» Excerpt
Shortly afterwards a burly traffic cop pulls me over. I was within the speed limit, so it is the temporary plates that have attracted him. I wind the window down and smile, not realising the genre has suddenly shifted.
“Documents please,” he says.
I give him everything I think he needs to see and I am very much up for a chat. So is he.
“Do you have another driving licence?” he asks.
“No,” still smiling.
“If you have no driving licence I can send you to court, where you will pay a fine of at 100 thousand dinars [800 euros], just like the last Albanian I did, last week – because he didn’t have a driving licence either,” he continues, with scrupulous bonhomie.
“But I have a driving licence!” I say, assured of my position.
“Yes, from a country we do not recognise. So it’s not valid.”
I refer to the agreement and the documents given by the Serbian border police at Merdare.
Tell me where is the document to replace your Kosovo driving licence which we don’t recognise? Policeman in Zitiste
“We give you a piece of paper to replace your ID document that we don’t recognise, we give you a document to accompany the trial plates we give you because we don’t recognise your car plates. But tell me where is the document to replace your Kosovo driving licence which we don’t recognise?”
Usually, it’s not easy to shut me up. I am astounded. I just need to figure out the conundrum of being allowed to cross the border in a car by the same authorities and then being told inland that the rules are different from those at the border. And what is the point of allowing me in, allowing my car in, yet then not allowing me to drive it? Why have our dealmakers failed to sew that one up?
“This means I can send you to court and punish you for driving without a driver’s licence, which is again, about 100,000 dinars.”
That is certainly not my idea of a holiday. But I am also not naïve. I know that being told by a cop twice what the official price of what something costs is inviting a question about what it would take for me NOT to go to court. But I decide I am not in a hurry.
I decide to have a longer chat because nobody in the car is hungry or needs to pee – and they know we are out in an information-gathering project. The kids do not understand Serbian so they think we are having a pleasant chat with the local cop who is only wishing us well for our safety and security.
I decide that there is time to do a bit more haggling. Plus, I am really interested in what happened to this other Albanian last week. I feel embarrassed and amateurish that after two years of monitoring agreements, I have not picked up that you can be heavily fined or banged up for 15 days if you drive in Serbia with a Kosovo driving licence.
This can’t be. I want to believe that this cop is bending the rules as he pleases. But, he is doing this very calmly – he is not in a rush to either let me go, but neither in the rush to arrest me or take me to court. I argue that the border police would not have let me through without a valid licence.
“They are only border cops – they just want you out of their way and policing our law on driving is not their business. It is my job to check whether people have driving licences when they drive in our country.”
I look at the paper they gave me at the border once again. There is one for my ID and one for the trial plates, so he could technically be right. And if he wants to press the issue, he has all the prerogatives. But how come I have driven many times through Serbia and I have never been told this?

» Set problem
Answer these questions from the traffic stop account above:
1. What fine in dinars does the traffic cop say a court could impose?
2. At which border crossing did the Serbian border police hand over documents?
3. For how many days can someone be locked up for driving in Serbia with a Kosovo driving licence?

» Given information

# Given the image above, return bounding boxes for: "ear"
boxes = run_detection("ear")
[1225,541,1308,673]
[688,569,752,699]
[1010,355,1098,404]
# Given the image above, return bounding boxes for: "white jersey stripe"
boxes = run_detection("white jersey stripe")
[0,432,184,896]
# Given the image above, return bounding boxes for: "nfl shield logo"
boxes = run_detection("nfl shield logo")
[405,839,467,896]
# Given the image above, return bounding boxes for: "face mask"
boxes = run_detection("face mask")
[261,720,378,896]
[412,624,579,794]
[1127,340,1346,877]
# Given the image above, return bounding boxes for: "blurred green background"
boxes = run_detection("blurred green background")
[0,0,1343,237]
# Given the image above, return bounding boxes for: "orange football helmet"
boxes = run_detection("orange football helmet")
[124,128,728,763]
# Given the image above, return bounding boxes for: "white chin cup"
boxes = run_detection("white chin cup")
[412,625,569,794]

» Written solution
1. 100,000 dinars (800 euros)
2. Merdare
3. 15 days